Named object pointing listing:
####
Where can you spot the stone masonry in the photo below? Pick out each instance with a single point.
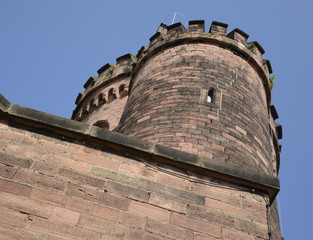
(177, 142)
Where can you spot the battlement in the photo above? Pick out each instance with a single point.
(99, 91)
(236, 41)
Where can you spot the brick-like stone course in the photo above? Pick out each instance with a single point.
(54, 199)
(62, 180)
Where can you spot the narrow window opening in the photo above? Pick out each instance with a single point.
(111, 95)
(122, 91)
(104, 124)
(210, 96)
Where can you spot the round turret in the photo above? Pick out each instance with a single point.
(204, 93)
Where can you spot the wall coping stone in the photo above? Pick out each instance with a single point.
(138, 148)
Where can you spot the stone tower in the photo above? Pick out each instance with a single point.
(204, 93)
(176, 143)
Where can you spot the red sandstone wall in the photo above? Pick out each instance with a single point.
(167, 102)
(56, 189)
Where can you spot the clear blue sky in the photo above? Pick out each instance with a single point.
(48, 49)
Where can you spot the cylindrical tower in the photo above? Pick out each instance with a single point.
(105, 96)
(204, 93)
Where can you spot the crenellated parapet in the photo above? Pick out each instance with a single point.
(183, 67)
(111, 85)
(236, 41)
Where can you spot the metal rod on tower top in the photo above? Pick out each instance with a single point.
(173, 18)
####
Rewrite the entire listing above as a numbered list with no blank lines, and leave the picture out of your answer.

• _Result below_
1. Where can you spot the stone masonry in the photo below? Pick out each instance with a single point.
2. (177, 142)
3. Where can you spot the battlement in the photo above? Pick out each instance with a single point.
4. (99, 91)
5. (236, 41)
6. Where can you spot the brick-like stone course in the photo above? Pick out each instance with a single point.
7. (54, 199)
8. (62, 180)
9. Where can you spot the narrow window opening in the photo above? Pick out each instance with a single point.
10. (111, 95)
11. (122, 91)
12. (104, 124)
13. (210, 96)
14. Where can you spot the round turret in the photo above? Pick out each instance with a single point.
15. (204, 93)
16. Where can you spot the wall coping stone in the photo above? Pick out each instance with a single point.
17. (138, 148)
18. Where can you spot the stone tower in the photo above? Pick out each instance with a single point.
19. (204, 93)
20. (176, 143)
21. Where can you spot the red sandstone wall in the photo above? Pick out each instance with a single point.
22. (167, 102)
23. (56, 189)
24. Where can you spot the clear blue sky in the photo above? Pick out each instance with a single point.
25. (48, 49)
26. Where can you spot the cylindrical tower in the photo above? Pick out each instance with a single point.
27. (105, 96)
28. (204, 93)
29. Where can you spot the crenellated parapet in the photo above? Pick out each instance with a single point.
30. (183, 67)
31. (111, 85)
32. (236, 41)
33. Where can you spot the metal rod on tower top in the photo above? Pick out each instance with a single point.
34. (173, 18)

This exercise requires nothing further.